__Given exercise 1__. In the passage on TTEC's business segments, swap "omnichannel" for "multichannel" and write out the part from "TTEC Engage provides" up to and including "and journey orchestration.".

__Supplied text__.
☆ ☆ ☆ ☆ ☆ ☆ ☆
The Company reports its financial information based on the following two segments:  TTEC Digital and TTEC Engage.

TTEC Digital designs, builds and delivers tech-enabled, insight-based and outcome-driven customer experience solutions through our professional services and suite of technology offerings. These solutions are critical to enabling and accelerating digital transformation for our clients.
TTEC Engage provides the essential technologies, human resources, infrastructure and processes to operate customer care, acquisition, and fraud detection and prevention services.

TTEC Digital and TTEC Engage come together under our unified offering, HumanifyTM Customer Experience as a Service (“CXaas”), which drives measurable customer results for clients through the delivery of personalized, omnichannel experiences. Our HumanifyTM cloud platform provides a fully integrated ecosystem of Customer Experience (“CX”) offerings, including omnichannel, messaging, AI, ML, RPA, analytics, cybersecurity, customer relationship management (“CRM”), knowledge management and journey orchestration.

Basis of Presentation

The Consolidated Financial Statements are comprised of the accounts of TTEC, its wholly owned subsidiaries, its 55% equity owned subsidiary Percepta, LLC, its 70% equity owned subsidiary First Call Resolution, LLC and its 70% equity owned subsidiary Serendebyte, Inc. (see Note 2). All intercompany balances and transactions have been eliminated in consolidation.

The unaudited Consolidated Financial Statements do not include all of the disclosures required by accounting principles generally accepted in the U.S. (“GAAP”), pursuant to the rules and regulations of the Securities and Exchange Commission (“SEC”). The unaudited Consolidated Financial Statements reflect all adjustments which, in the opinion of management, are necessary to state fairly the consolidated financial position of the Company and the consolidated results of operations and comprehensive income (loss) and the consolidated cash flows of the Company. Operating results for the periods presented are not necessarily indicative of the results that may be expected for the year ending December 31, 2020.

These unaudited Consolidated Financial Statements should be read in conjunction with the Company’s audited Consolidated Financial Statements and footnotes thereto included in the Company’s Annual Report on Form 10-K for the year ended December 31, 2019.

Use of Estimates

The preparation of the Consolidated Financial Statements in conformity with GAAP requires management to make estimates and assumptions in determining the reported amounts of assets and liabilities, disclosure of contingent liabilities at the date of the Consolidated Financial Statements and the reported amounts of revenue and expenses during the reporting period. On an ongoing basis, the Company evaluates its estimates including those related to derivatives and hedging activities, income taxes including the valuation allowance for deferred tax assets, self-insurance reserves, litigation reserves, restructuring reserves, allowance for credit losses, contingent consideration, redeemable noncontrolling interest, and valuation of goodwill, long-lived and intangible assets. The Company bases its estimates on historical experience and on various other assumptions that are believed to be reasonable, the results of which form the basis for making judgments about the carrying values of assets and liabilities. Actual results may differ materially from these estimates under different assumptions or conditions.
☆ ☆ ☆ ☆ ☆ ☆ ☆
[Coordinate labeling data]
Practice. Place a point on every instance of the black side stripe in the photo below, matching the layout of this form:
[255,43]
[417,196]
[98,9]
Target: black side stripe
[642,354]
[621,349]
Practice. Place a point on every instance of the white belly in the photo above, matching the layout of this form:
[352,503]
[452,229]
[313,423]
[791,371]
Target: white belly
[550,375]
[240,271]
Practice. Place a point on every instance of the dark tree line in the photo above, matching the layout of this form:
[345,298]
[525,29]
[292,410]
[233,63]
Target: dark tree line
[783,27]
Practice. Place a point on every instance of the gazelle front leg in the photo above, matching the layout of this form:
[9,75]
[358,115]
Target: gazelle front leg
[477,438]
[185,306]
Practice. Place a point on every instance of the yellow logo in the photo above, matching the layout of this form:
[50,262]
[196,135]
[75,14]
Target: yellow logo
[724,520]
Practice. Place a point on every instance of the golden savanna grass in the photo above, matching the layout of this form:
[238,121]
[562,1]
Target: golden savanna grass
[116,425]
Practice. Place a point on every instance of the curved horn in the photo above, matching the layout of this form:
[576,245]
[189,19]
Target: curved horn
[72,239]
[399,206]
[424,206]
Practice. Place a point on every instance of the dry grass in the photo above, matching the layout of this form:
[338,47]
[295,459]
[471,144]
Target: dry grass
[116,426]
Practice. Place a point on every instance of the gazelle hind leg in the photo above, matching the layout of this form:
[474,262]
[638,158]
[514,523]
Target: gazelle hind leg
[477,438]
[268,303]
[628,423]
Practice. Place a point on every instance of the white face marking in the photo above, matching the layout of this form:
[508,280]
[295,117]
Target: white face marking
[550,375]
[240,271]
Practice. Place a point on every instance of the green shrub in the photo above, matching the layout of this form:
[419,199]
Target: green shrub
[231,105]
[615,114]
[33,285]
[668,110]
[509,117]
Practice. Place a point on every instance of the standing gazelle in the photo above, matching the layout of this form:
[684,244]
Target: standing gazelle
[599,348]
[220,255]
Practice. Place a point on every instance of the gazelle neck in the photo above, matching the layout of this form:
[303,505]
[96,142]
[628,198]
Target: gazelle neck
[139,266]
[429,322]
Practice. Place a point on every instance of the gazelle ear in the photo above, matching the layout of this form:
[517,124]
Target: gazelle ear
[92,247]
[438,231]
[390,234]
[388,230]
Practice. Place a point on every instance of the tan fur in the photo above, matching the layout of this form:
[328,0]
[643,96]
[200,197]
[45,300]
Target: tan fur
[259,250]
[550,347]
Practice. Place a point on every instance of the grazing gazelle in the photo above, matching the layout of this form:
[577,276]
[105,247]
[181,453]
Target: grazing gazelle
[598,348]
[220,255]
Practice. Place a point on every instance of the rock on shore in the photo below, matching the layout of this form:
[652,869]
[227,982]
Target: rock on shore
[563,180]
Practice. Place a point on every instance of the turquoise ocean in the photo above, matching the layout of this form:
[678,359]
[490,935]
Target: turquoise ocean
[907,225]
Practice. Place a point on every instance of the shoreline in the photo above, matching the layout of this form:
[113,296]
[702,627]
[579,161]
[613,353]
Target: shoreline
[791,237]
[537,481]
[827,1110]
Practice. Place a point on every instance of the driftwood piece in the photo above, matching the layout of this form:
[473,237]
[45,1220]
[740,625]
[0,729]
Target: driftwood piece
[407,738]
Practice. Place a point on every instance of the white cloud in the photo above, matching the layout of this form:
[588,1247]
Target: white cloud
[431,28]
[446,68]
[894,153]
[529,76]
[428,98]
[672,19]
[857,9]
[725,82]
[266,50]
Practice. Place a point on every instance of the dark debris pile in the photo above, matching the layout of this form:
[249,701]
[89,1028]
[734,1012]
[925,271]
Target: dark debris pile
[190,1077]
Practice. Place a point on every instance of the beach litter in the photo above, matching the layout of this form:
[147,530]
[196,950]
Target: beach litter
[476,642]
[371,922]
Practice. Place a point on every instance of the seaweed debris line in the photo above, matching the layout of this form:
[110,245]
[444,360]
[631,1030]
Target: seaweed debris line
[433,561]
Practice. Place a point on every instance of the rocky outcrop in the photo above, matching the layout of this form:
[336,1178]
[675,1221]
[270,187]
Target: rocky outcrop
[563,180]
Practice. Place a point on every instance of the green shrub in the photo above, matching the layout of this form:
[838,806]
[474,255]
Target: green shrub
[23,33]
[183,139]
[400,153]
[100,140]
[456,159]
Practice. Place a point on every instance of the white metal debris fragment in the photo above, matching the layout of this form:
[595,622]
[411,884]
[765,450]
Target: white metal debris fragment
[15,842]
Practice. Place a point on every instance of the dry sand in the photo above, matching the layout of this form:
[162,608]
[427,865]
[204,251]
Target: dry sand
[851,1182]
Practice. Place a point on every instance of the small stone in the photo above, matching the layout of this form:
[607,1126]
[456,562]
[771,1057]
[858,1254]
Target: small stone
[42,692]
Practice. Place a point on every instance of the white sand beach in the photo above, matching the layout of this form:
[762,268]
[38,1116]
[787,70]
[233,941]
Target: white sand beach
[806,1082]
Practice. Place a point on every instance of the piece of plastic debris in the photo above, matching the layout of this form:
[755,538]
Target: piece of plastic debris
☆ ☆ ☆ ☆ ☆ ☆ ☆
__Given exercise 2__. Echo the coordinate labeling rows word for word, from the line with "Practice. Place a point on every instance of the small" up to and including the last line of those rows.

__Correct result 1__.
TTEC Engage provides the essential technologies, human resources, infrastructure and processes to operate customer care, acquisition, and fraud detection and prevention services.

TTEC Digital and TTEC Engage come together under our unified offering, HumanifyTM Customer Experience as a Service (“CXaas”), which drives measurable customer results for clients through the delivery of personalized, multichannel experiences. Our HumanifyTM cloud platform provides a fully integrated ecosystem of Customer Experience (“CX”) offerings, including multichannel, messaging, AI, ML, RPA, analytics, cybersecurity, customer relationship management (“CRM”), knowledge management and journey orchestration.

__Correct result 2__.
Practice. Place a point on every instance of the small stone in the photo above, matching the layout of this form:
[607,1126]
[456,562]
[771,1057]
[858,1254]
Target: small stone
[42,692]
Practice. Place a point on every instance of the white sand beach in the photo above, matching the layout of this form:
[762,268]
[38,1116]
[787,70]
[233,941]
Target: white sand beach
[806,1082]
Practice. Place a point on every instance of the piece of plastic debris in the photo above, matching the layout of this form:
[755,538]
Target: piece of plastic debris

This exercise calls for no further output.